_Records excerpted from a collection_:
▶

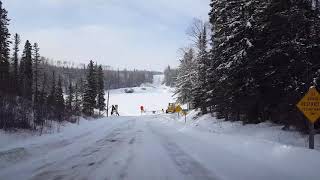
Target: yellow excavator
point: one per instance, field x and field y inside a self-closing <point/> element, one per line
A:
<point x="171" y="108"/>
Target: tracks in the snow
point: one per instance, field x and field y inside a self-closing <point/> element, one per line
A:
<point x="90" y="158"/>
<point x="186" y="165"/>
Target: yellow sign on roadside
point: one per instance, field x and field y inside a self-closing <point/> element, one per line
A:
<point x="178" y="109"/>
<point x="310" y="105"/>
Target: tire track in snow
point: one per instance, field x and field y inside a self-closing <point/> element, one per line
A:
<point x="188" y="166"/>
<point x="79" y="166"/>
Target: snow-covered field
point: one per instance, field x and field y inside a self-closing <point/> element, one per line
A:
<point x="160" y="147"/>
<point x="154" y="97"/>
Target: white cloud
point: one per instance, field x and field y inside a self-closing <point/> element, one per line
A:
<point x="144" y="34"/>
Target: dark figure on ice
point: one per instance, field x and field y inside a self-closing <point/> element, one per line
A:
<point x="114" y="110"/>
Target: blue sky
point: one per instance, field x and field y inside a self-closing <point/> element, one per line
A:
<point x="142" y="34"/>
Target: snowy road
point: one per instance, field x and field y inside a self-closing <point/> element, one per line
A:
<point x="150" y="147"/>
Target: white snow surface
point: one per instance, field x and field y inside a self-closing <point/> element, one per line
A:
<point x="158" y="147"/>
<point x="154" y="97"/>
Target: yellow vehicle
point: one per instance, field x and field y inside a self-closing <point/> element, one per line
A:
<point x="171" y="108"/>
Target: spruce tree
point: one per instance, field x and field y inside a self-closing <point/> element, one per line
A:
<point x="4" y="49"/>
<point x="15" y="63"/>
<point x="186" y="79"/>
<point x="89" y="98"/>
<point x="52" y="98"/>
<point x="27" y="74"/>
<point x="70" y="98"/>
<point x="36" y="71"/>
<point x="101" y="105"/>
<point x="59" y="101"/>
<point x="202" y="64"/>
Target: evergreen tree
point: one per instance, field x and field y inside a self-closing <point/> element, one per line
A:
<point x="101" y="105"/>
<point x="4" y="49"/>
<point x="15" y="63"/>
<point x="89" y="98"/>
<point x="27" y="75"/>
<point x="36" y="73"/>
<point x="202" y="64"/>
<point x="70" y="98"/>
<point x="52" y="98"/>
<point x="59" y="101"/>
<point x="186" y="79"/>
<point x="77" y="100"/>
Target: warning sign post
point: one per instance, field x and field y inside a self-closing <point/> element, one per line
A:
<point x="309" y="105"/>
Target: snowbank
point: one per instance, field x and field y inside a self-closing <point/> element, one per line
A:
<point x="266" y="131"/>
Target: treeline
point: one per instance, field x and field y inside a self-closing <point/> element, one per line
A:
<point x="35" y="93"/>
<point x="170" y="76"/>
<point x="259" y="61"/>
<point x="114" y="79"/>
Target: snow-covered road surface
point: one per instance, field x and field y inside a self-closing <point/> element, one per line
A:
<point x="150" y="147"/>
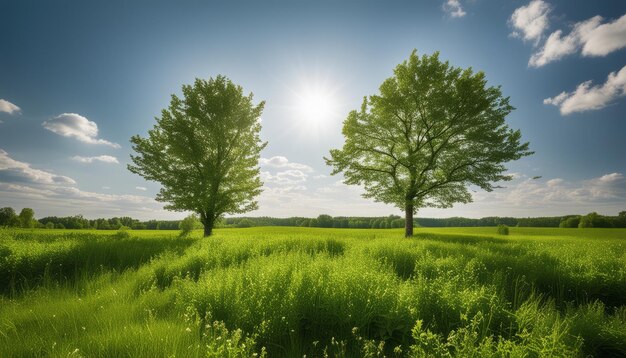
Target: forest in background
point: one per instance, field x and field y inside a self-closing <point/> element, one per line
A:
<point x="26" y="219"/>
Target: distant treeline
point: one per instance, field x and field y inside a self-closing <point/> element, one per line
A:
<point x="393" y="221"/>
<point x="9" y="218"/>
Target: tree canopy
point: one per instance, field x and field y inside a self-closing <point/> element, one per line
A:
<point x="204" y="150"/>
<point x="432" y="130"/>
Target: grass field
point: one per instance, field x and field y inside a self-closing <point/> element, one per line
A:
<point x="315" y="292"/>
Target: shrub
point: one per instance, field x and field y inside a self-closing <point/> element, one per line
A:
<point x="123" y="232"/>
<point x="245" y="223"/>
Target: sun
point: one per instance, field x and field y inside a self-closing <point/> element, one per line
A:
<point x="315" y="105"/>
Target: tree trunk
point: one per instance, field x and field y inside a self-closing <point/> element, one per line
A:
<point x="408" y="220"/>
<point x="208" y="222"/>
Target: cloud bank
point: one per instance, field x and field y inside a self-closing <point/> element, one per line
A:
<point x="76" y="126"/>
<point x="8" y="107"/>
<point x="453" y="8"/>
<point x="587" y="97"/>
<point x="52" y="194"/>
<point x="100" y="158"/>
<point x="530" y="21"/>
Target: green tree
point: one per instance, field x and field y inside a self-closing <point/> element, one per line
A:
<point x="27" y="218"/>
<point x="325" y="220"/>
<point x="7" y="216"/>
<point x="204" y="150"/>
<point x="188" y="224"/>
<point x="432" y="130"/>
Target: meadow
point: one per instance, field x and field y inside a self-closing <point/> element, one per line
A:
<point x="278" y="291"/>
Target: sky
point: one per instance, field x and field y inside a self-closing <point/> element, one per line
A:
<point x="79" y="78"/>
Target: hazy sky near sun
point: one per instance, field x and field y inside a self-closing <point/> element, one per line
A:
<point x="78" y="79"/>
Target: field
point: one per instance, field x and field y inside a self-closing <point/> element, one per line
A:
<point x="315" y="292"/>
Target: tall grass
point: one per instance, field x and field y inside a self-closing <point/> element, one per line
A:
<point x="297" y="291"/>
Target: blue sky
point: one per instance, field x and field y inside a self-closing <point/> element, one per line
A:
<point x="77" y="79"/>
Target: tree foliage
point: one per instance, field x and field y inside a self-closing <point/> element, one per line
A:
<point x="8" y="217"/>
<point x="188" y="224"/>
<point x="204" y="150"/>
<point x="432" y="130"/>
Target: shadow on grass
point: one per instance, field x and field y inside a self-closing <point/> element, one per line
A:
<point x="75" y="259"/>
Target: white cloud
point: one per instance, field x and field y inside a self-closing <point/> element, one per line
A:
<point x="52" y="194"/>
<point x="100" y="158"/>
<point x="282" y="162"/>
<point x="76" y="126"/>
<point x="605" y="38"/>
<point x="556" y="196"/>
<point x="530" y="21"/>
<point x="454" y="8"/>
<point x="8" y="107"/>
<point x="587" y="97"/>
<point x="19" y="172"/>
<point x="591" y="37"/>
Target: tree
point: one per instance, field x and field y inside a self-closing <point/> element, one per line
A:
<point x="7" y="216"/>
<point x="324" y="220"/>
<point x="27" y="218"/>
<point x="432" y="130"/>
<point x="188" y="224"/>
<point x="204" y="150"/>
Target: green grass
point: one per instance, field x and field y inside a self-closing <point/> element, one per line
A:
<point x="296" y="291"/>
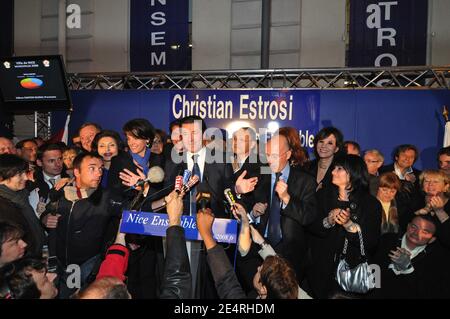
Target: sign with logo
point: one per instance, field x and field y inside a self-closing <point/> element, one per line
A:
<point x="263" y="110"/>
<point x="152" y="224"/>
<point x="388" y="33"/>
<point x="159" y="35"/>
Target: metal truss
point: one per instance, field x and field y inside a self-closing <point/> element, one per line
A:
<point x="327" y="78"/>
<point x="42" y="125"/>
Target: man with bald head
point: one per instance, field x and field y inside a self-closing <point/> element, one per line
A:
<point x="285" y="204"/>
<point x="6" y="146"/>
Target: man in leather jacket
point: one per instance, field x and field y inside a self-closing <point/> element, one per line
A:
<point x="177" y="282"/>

◀

_Problem description_:
For each line in the records that contains the word "yellow", make a copy.

_Solved problem_:
Target: yellow excavator
Target: yellow sign on roadside
Target: yellow vehicle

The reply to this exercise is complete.